Input material —
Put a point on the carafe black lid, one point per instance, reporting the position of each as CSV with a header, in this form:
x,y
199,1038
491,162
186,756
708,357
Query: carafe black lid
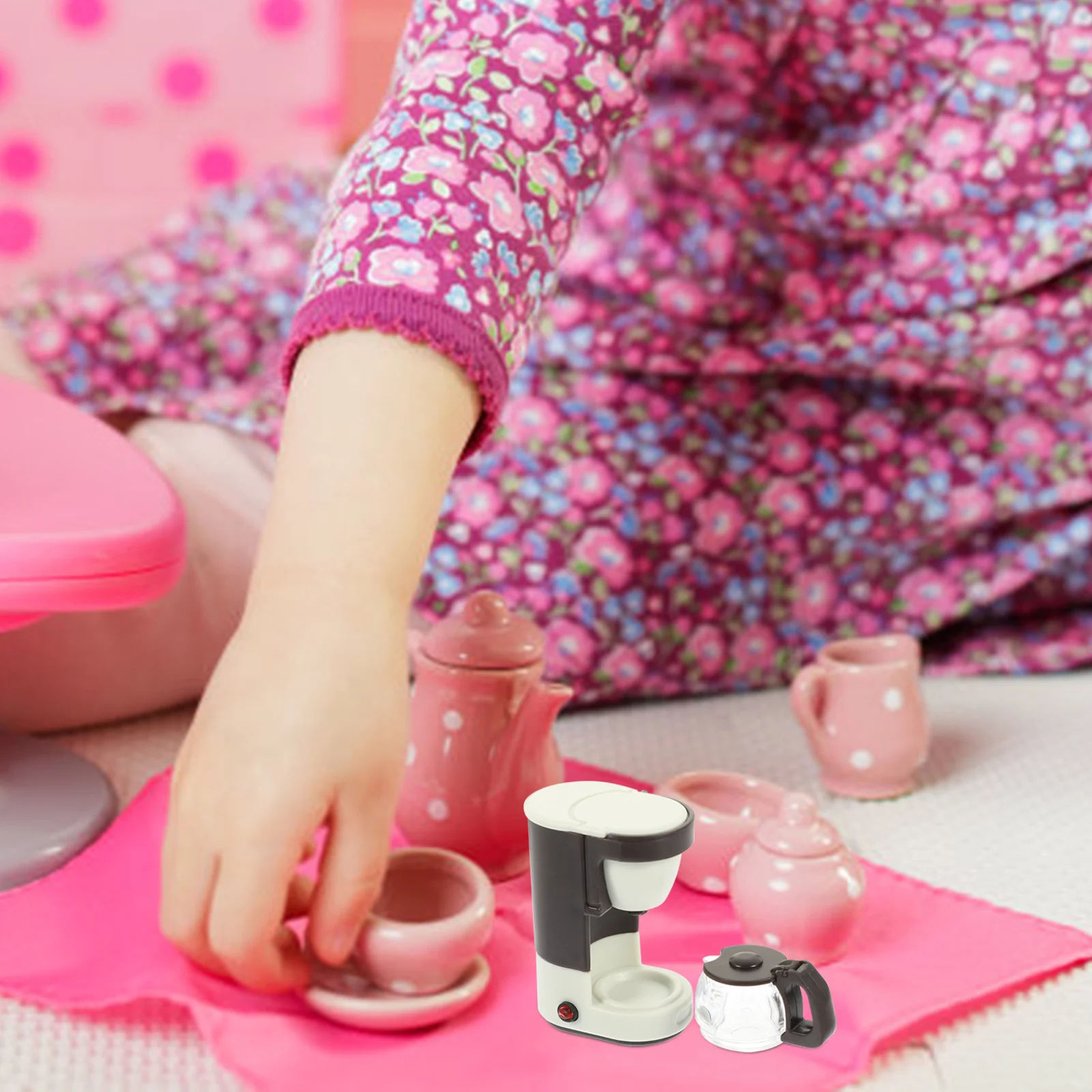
x,y
744,966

Exercise prompt — Rewrite all of the material above with "carafe" switched to "pitcher" wherever it occurs and nothing else changed. Leave out the pictures.

Response to this task —
Put a point on the pitcher black lid, one point per instance, reporting the position of each as CSV with a header, in this form:
x,y
199,1038
491,162
186,756
708,357
Query: pitcher black lid
x,y
744,966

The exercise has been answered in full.